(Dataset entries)
-*-*-

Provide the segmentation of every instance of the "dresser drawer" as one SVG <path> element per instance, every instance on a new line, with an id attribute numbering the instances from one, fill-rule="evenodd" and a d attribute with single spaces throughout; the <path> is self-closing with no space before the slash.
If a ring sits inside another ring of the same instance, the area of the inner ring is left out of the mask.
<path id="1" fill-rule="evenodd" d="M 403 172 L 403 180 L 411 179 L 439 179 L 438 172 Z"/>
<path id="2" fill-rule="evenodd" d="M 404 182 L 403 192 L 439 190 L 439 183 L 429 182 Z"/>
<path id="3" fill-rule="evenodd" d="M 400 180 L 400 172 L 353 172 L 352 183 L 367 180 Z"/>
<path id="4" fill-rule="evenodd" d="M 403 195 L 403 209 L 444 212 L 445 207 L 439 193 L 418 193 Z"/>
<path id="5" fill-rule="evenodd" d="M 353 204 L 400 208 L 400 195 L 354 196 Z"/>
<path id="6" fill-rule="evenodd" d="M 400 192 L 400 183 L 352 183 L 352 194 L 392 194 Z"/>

-*-*-

* [Stated problem] Rewrite every line of the entries above as a numbered list, omitting blank lines.

* [Output for this exercise]
1. Provide the segmentation of every instance of the "dresser drawer" as one SVG <path> element per instance, every instance on a new line, with an id attribute numbering the instances from one, fill-rule="evenodd" and a d attribute with single spaces throughout; the <path> is self-closing with no space before the slash.
2. If a ring sits inside another ring of the same instance, the area of the inner ring is left out of the mask.
3. <path id="1" fill-rule="evenodd" d="M 403 172 L 403 180 L 411 179 L 439 179 L 438 172 Z"/>
4. <path id="2" fill-rule="evenodd" d="M 404 182 L 403 192 L 439 190 L 439 183 L 429 182 Z"/>
5. <path id="3" fill-rule="evenodd" d="M 400 180 L 400 172 L 353 172 L 352 183 L 367 180 Z"/>
6. <path id="4" fill-rule="evenodd" d="M 403 195 L 403 209 L 444 212 L 445 207 L 439 193 L 418 193 Z"/>
7. <path id="5" fill-rule="evenodd" d="M 353 204 L 400 208 L 400 195 L 354 196 Z"/>
8. <path id="6" fill-rule="evenodd" d="M 400 192 L 400 183 L 352 183 L 352 194 L 392 194 Z"/>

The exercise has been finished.